▶ What to work on
Edit the records below so that every occurrence of "bbox" becomes "bounding box", and reproduce all other text in them unchanged.

▶ Provided information
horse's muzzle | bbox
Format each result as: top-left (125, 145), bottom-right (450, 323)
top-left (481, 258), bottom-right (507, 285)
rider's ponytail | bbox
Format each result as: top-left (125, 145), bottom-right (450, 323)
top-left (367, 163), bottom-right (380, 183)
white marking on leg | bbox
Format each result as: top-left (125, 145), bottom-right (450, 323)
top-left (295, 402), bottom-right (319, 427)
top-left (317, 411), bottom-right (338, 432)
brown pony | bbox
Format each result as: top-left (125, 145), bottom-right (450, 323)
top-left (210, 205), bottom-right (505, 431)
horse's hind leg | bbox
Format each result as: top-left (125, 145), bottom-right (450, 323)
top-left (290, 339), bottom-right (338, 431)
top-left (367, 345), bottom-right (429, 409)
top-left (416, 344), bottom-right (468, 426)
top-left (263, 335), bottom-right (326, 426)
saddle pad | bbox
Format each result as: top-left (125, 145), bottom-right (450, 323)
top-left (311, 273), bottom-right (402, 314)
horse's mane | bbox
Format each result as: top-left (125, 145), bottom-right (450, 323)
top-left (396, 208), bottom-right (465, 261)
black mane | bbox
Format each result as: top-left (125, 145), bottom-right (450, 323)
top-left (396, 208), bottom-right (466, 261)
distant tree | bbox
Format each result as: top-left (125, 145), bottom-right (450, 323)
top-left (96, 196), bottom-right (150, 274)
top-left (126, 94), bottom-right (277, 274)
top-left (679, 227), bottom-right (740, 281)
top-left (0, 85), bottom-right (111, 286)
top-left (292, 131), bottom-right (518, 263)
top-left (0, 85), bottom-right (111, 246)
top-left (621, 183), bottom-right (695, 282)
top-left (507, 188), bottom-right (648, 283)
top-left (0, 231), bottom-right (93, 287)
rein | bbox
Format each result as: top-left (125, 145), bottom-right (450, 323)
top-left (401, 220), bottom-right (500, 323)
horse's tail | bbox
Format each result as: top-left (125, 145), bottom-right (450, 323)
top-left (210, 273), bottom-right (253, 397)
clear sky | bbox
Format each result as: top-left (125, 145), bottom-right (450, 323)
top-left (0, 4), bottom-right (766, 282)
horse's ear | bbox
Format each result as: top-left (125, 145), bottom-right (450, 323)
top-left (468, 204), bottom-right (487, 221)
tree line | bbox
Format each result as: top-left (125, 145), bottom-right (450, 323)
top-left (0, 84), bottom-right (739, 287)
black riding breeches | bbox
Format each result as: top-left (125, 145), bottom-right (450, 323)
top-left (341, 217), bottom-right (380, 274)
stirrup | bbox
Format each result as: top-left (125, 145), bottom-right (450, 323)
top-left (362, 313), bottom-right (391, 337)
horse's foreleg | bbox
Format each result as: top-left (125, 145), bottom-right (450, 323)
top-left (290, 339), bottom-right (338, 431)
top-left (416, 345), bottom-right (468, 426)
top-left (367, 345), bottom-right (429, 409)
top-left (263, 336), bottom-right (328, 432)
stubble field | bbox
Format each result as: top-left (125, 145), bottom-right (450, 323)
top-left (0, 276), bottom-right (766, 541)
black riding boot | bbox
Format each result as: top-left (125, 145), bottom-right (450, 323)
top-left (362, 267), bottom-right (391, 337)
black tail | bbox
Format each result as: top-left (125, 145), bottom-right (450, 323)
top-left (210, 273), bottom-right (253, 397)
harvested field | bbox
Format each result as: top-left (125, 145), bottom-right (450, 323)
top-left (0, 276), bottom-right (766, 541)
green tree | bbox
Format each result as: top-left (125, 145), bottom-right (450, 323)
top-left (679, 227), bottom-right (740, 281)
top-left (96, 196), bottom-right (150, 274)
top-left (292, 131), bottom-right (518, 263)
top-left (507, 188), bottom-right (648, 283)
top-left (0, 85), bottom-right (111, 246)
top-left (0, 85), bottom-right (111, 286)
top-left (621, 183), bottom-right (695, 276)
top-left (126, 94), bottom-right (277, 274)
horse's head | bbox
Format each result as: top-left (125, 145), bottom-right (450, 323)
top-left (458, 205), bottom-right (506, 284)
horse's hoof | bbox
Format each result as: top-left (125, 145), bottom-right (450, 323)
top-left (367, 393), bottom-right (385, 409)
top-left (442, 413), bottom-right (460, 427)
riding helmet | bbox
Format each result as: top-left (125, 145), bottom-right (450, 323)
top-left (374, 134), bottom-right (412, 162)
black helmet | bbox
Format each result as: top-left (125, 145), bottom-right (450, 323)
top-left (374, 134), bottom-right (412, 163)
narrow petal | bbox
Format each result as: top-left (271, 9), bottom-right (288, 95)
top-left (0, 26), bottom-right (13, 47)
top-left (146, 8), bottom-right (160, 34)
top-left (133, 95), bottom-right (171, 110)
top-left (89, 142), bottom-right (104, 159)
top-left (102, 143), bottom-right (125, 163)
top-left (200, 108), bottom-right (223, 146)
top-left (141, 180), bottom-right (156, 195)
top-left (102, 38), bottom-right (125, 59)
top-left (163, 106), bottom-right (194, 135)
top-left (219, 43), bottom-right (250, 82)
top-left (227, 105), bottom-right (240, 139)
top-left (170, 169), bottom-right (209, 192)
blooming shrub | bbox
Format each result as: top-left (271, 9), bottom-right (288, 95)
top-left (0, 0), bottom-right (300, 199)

▶ Full solution
horse's muzzle | bounding box
Format each result as: top-left (125, 145), bottom-right (450, 323)
top-left (481, 258), bottom-right (507, 285)
rider's ponytail | bounding box
Format each result as: top-left (125, 145), bottom-right (450, 323)
top-left (367, 163), bottom-right (380, 183)
white marking on leg | bounding box
Format each result as: top-left (125, 145), bottom-right (450, 323)
top-left (295, 402), bottom-right (319, 427)
top-left (317, 411), bottom-right (338, 432)
brown pony | bounding box
Format each result as: top-left (125, 145), bottom-right (450, 323)
top-left (210, 205), bottom-right (505, 431)
horse's hind leg | bounding box
Format each result as: top-left (125, 145), bottom-right (450, 323)
top-left (290, 339), bottom-right (338, 431)
top-left (367, 345), bottom-right (429, 409)
top-left (416, 344), bottom-right (468, 426)
top-left (263, 335), bottom-right (326, 426)
saddle pad | bounding box
Format each result as: top-left (125, 145), bottom-right (450, 323)
top-left (311, 273), bottom-right (402, 314)
horse's mane | bounding box
Format each result as: top-left (125, 145), bottom-right (450, 323)
top-left (396, 208), bottom-right (465, 261)
black mane | bounding box
Format each result as: top-left (125, 145), bottom-right (450, 323)
top-left (396, 208), bottom-right (466, 261)
distant tree | bounding box
Format each result as: top-left (125, 145), bottom-right (450, 323)
top-left (96, 196), bottom-right (150, 274)
top-left (126, 94), bottom-right (277, 274)
top-left (679, 227), bottom-right (740, 281)
top-left (0, 85), bottom-right (111, 286)
top-left (292, 131), bottom-right (518, 263)
top-left (0, 85), bottom-right (111, 246)
top-left (621, 183), bottom-right (695, 282)
top-left (507, 188), bottom-right (648, 283)
top-left (0, 231), bottom-right (93, 287)
rein | bounding box
Format each result as: top-left (125, 145), bottom-right (450, 323)
top-left (401, 220), bottom-right (500, 323)
horse's tail | bounding box
Format each result as: top-left (125, 145), bottom-right (450, 323)
top-left (210, 273), bottom-right (253, 397)
clear sky | bounding box
Format each result as: top-left (125, 145), bottom-right (450, 323)
top-left (0, 4), bottom-right (766, 282)
horse's ear | bounding box
Format each result as: top-left (125, 145), bottom-right (450, 323)
top-left (468, 204), bottom-right (487, 221)
tree line | bounding box
Format each result as: top-left (125, 145), bottom-right (450, 323)
top-left (0, 84), bottom-right (739, 287)
black riding breeches | bounding box
Format each result as: top-left (125, 145), bottom-right (450, 323)
top-left (341, 217), bottom-right (380, 274)
stirrup | bounding box
Format each result as: top-left (125, 145), bottom-right (450, 323)
top-left (362, 313), bottom-right (391, 337)
horse's foreleg | bounding box
Format each result as: top-left (125, 145), bottom-right (450, 323)
top-left (290, 339), bottom-right (338, 431)
top-left (416, 345), bottom-right (468, 426)
top-left (367, 345), bottom-right (429, 409)
top-left (263, 336), bottom-right (328, 432)
stubble field | bounding box
Format each result as: top-left (125, 145), bottom-right (450, 323)
top-left (0, 276), bottom-right (766, 541)
black riding boot | bounding box
Format each result as: top-left (125, 145), bottom-right (450, 323)
top-left (362, 267), bottom-right (391, 337)
black tail | bounding box
Format each result as: top-left (125, 145), bottom-right (450, 323)
top-left (210, 273), bottom-right (253, 397)
harvested field | bounding box
Format each result as: top-left (125, 145), bottom-right (450, 323)
top-left (0, 276), bottom-right (766, 541)
green tree | bounding box
Format each result as: top-left (125, 145), bottom-right (450, 323)
top-left (679, 227), bottom-right (740, 281)
top-left (96, 196), bottom-right (150, 274)
top-left (292, 131), bottom-right (518, 263)
top-left (507, 188), bottom-right (648, 283)
top-left (0, 85), bottom-right (111, 246)
top-left (0, 85), bottom-right (111, 286)
top-left (621, 183), bottom-right (695, 276)
top-left (126, 94), bottom-right (277, 274)
horse's head | bounding box
Format each result as: top-left (125, 145), bottom-right (450, 323)
top-left (458, 205), bottom-right (506, 284)
horse's hoof | bounding box
Format each result as: top-left (125, 145), bottom-right (450, 323)
top-left (367, 393), bottom-right (385, 409)
top-left (442, 413), bottom-right (460, 427)
riding helmet | bounding box
Format each result as: top-left (125, 145), bottom-right (450, 323)
top-left (374, 134), bottom-right (412, 162)
black helmet | bounding box
Format each result as: top-left (125, 145), bottom-right (450, 323)
top-left (374, 134), bottom-right (412, 163)
narrow petal | bounding box
Format each result as: top-left (271, 9), bottom-right (288, 95)
top-left (0, 26), bottom-right (13, 47)
top-left (146, 8), bottom-right (160, 34)
top-left (133, 95), bottom-right (171, 110)
top-left (89, 142), bottom-right (104, 159)
top-left (102, 143), bottom-right (125, 163)
top-left (200, 108), bottom-right (223, 146)
top-left (141, 180), bottom-right (156, 195)
top-left (102, 38), bottom-right (125, 59)
top-left (163, 106), bottom-right (194, 135)
top-left (219, 43), bottom-right (250, 82)
top-left (227, 105), bottom-right (240, 139)
top-left (170, 169), bottom-right (209, 192)
blooming shrub | bounding box
Format each result as: top-left (271, 9), bottom-right (288, 95)
top-left (0, 0), bottom-right (300, 199)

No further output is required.